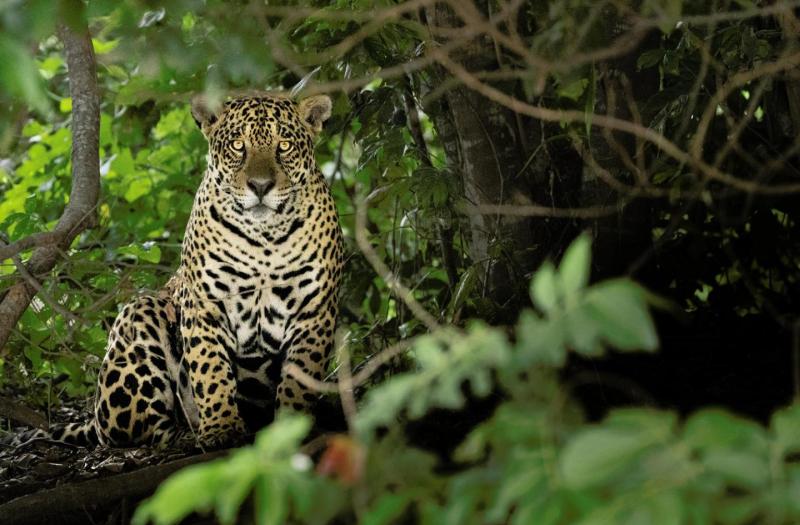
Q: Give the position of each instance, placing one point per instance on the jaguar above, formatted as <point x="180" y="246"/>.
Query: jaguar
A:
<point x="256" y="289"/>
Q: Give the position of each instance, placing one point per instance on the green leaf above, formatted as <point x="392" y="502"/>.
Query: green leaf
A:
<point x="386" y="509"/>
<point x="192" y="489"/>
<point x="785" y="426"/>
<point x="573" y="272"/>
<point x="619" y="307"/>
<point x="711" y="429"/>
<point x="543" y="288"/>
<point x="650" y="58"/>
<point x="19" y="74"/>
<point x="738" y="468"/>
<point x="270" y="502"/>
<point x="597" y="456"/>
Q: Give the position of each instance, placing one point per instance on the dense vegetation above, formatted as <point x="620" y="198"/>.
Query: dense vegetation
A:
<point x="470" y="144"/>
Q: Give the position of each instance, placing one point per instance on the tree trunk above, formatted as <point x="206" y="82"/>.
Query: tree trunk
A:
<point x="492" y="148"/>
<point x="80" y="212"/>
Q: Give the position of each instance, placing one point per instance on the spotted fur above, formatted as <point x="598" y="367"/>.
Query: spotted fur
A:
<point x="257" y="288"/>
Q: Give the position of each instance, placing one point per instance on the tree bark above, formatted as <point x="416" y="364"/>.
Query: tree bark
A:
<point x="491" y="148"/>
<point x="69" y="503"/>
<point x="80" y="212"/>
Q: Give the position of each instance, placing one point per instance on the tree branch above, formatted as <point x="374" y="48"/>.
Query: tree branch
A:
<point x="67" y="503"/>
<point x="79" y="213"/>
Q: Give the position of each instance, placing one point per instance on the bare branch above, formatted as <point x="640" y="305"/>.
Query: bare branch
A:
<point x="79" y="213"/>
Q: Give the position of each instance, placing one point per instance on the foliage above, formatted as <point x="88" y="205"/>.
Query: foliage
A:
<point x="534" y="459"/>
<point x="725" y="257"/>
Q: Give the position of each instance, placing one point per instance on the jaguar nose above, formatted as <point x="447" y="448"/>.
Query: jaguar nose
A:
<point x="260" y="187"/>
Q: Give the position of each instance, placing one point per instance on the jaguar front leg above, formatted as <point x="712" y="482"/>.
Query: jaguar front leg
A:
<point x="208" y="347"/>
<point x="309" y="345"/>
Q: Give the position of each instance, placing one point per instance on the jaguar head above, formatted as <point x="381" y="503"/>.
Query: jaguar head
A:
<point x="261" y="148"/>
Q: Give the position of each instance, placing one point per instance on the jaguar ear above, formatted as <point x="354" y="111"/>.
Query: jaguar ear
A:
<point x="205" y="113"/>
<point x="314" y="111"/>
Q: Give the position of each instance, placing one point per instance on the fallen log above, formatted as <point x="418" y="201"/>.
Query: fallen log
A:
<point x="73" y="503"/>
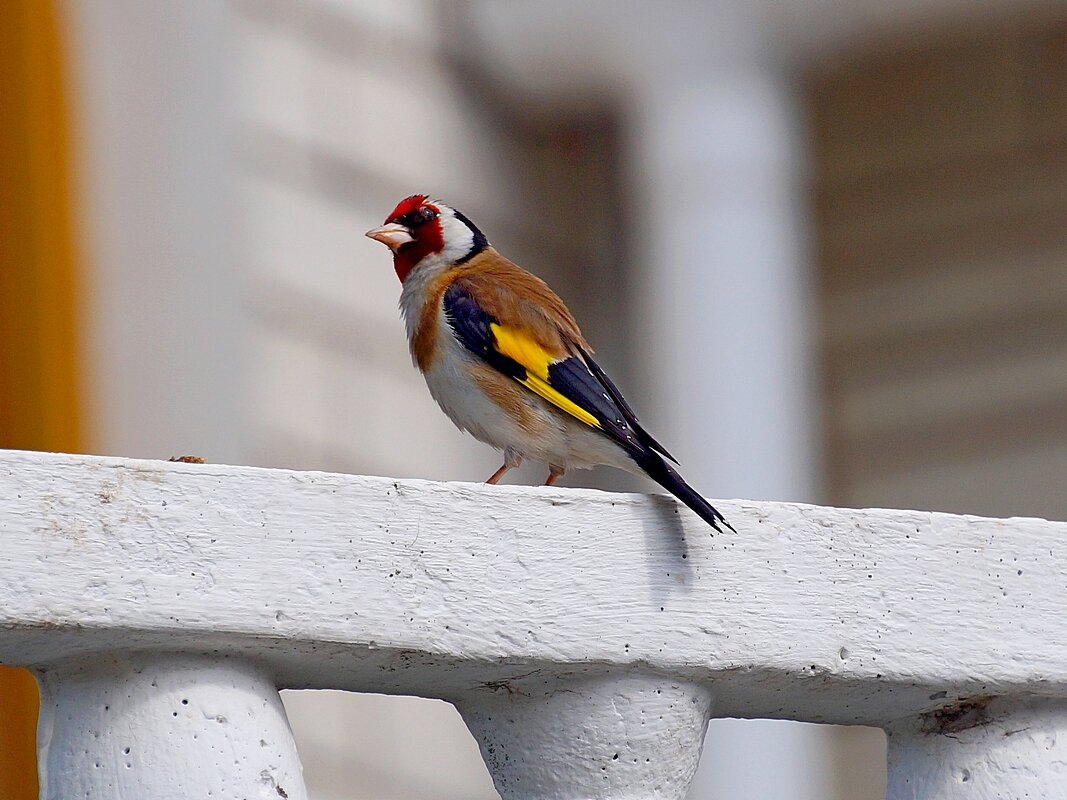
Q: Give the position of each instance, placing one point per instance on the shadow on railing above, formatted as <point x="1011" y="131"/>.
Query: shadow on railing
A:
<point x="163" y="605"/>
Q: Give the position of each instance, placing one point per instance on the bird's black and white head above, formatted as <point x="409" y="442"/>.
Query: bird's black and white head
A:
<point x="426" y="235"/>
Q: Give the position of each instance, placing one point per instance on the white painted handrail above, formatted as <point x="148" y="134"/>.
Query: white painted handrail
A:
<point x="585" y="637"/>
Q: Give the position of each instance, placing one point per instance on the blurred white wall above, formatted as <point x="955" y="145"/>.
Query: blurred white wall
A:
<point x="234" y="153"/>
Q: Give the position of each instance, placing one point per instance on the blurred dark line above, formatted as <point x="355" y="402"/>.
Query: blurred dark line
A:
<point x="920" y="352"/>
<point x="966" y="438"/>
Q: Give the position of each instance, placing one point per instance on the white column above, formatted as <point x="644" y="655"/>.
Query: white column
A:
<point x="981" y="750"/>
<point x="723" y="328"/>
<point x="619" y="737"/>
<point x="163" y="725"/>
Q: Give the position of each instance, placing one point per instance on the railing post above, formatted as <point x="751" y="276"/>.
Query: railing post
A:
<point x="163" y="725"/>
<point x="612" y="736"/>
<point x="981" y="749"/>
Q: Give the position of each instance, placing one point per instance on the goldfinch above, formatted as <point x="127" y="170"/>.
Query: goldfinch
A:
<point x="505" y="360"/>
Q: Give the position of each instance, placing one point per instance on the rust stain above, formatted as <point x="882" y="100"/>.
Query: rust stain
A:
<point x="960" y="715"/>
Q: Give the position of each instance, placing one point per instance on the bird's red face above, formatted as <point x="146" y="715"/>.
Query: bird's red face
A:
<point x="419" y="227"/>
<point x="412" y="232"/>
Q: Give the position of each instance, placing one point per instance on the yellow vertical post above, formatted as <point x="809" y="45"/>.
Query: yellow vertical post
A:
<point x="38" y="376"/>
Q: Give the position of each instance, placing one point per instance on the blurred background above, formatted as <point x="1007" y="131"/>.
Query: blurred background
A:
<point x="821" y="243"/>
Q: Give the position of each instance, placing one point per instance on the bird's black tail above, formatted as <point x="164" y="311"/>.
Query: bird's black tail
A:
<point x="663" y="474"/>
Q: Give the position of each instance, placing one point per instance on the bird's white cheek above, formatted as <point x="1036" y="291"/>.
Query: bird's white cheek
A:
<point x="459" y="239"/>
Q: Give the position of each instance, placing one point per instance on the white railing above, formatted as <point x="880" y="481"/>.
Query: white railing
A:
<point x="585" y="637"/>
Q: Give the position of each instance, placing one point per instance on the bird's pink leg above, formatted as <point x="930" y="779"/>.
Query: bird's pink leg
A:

- **The request**: Reproduce all of the lines above word for word, leaving out the pictures.

- **Final answer**:
Q: Give the position of each instance, placing one point per instance on the jaguar above, formatted as <point x="180" y="246"/>.
Query: jaguar
A:
<point x="256" y="289"/>
Q: Give the position of each instance, placing one point per instance on the green leaf above, formatted as <point x="392" y="502"/>.
Query: green leaf
A:
<point x="386" y="509"/>
<point x="192" y="489"/>
<point x="785" y="426"/>
<point x="573" y="272"/>
<point x="619" y="307"/>
<point x="711" y="429"/>
<point x="543" y="288"/>
<point x="650" y="58"/>
<point x="19" y="74"/>
<point x="738" y="468"/>
<point x="270" y="502"/>
<point x="597" y="456"/>
Q: Give the position of each instance, placing one point per instance on the dense vegetation above, formatted as <point x="620" y="198"/>.
Query: dense vegetation
A:
<point x="470" y="144"/>
Q: Give the position of each instance, placing one point per instance on the tree trunk above, formatted as <point x="206" y="82"/>.
Query: tree trunk
A:
<point x="492" y="148"/>
<point x="80" y="212"/>
Q: Give the position of each instance, placing one point per instance on the spotted fur above, formatted as <point x="598" y="367"/>.
Query: spotted fur
A:
<point x="257" y="288"/>
Q: Give the position of each instance, placing one point per instance on the tree bark above, formatted as <point x="416" y="364"/>.
Query: tree bark
A:
<point x="491" y="148"/>
<point x="69" y="503"/>
<point x="80" y="212"/>
Q: Give the position of each instance, placing one point per instance on the tree branch above, formatted as <point x="374" y="48"/>.
Query: tree branch
A:
<point x="67" y="503"/>
<point x="79" y="213"/>
Q: Give the position of each instance, placing one point per instance on the bare branch above, formatted as <point x="640" y="305"/>.
Query: bare branch
A:
<point x="79" y="213"/>
Q: Give the position of each instance, placing one point per instance on the foliage above, formatted as <point x="88" y="205"/>.
Query: foliage
A:
<point x="534" y="459"/>
<point x="725" y="257"/>
Q: Give the position of each instance, placing one point per instance on the jaguar nose above, formatted as <point x="447" y="448"/>.
Query: jaguar nose
A:
<point x="260" y="187"/>
Q: Give the position of each instance, placing one point per instance on the jaguar front leg above, formatted as <point x="712" y="482"/>.
Query: jaguar front leg
A:
<point x="208" y="347"/>
<point x="309" y="345"/>
Q: Give the position of each instance, placing one point per instance on the jaguar head above, formatted as <point x="381" y="503"/>.
Query: jaguar head
A:
<point x="261" y="148"/>
Q: Give the position of each instance, placing one point per instance on the jaguar ear above, formatted as <point x="354" y="111"/>.
Query: jaguar ear
A:
<point x="205" y="113"/>
<point x="314" y="111"/>
Q: Give the position of each instance, placing one point per instance on the fallen log above, formatted as <point x="418" y="201"/>.
Query: fallen log
A:
<point x="73" y="503"/>
Q: Give the position of each instance, placing one point per instance on the shadow on railing above, formatted as <point x="1011" y="131"/>.
Query: shadow on railing
A:
<point x="163" y="605"/>
Q: Give the position of each instance, placing one point per instance on the bird's black and white head above, formatted as <point x="409" y="442"/>.
Query: bird's black and white head
A:
<point x="426" y="235"/>
Q: Give the position of each instance, placing one point per instance on the white painted handrail above, formatted as <point x="148" y="134"/>.
Query: white painted handrail
A:
<point x="585" y="637"/>
Q: Give the position of each instance, placing one point per instance on the blurred white wall above, formatted as <point x="955" y="145"/>.
Query: blurred white wall
A:
<point x="234" y="153"/>
Q: Give the position of each instance, placing one point per instance on the blurred dark line above, formatted as <point x="355" y="402"/>.
Query: blurred dark line
A:
<point x="920" y="352"/>
<point x="966" y="438"/>
Q: Give the position of each instance, placing one point per instance on the white column above, formatted as <point x="644" y="655"/>.
Query: white column
A:
<point x="981" y="750"/>
<point x="723" y="328"/>
<point x="619" y="737"/>
<point x="163" y="725"/>
Q: Give the position of each instance, placing one point per instance on the railing post above, formatted as <point x="751" y="276"/>.
Query: railing post
A:
<point x="163" y="725"/>
<point x="612" y="736"/>
<point x="981" y="749"/>
Q: Give the position of each instance, placing one point per instance on the goldfinch above, formatted as <point x="127" y="170"/>.
Query: goldfinch
A:
<point x="505" y="360"/>
Q: Give the position of each instance, placing one point per instance on the rust stain above, formatted as <point x="882" y="100"/>.
Query: rust stain
A:
<point x="960" y="715"/>
Q: Give the position of each instance, placing one point per instance on the bird's red face above, formatted as <point x="146" y="715"/>.
Query: bird's red face
A:
<point x="419" y="227"/>
<point x="412" y="232"/>
Q: Give the position of each instance, placing one point per instance on the yellow vertical post above, formatted as <point x="809" y="45"/>.
Query: yellow vertical post
A:
<point x="38" y="376"/>
Q: Give the position of each instance, placing one point per instance on the blurred background above, formatted as <point x="1007" y="131"/>.
Query: blurred background
A:
<point x="821" y="243"/>
Q: Give the position of each instance, placing one point per instance on the bird's black tail above, formatted as <point x="164" y="311"/>.
Query: bird's black tail
A:
<point x="663" y="474"/>
Q: Give the position of each instance, placing one point per instance on the bird's white cheek above, formatted as <point x="1036" y="291"/>.
Query: bird's white cheek
A:
<point x="459" y="239"/>
Q: Give the position of each instance, placing one point per instance on the white railing above, formatted as <point x="880" y="481"/>.
Query: white railing
A:
<point x="585" y="637"/>
Q: Give the position of each instance, placing one point per instance on the bird's pink leg above, formatted as <point x="930" y="779"/>.
Query: bird's pink leg
A:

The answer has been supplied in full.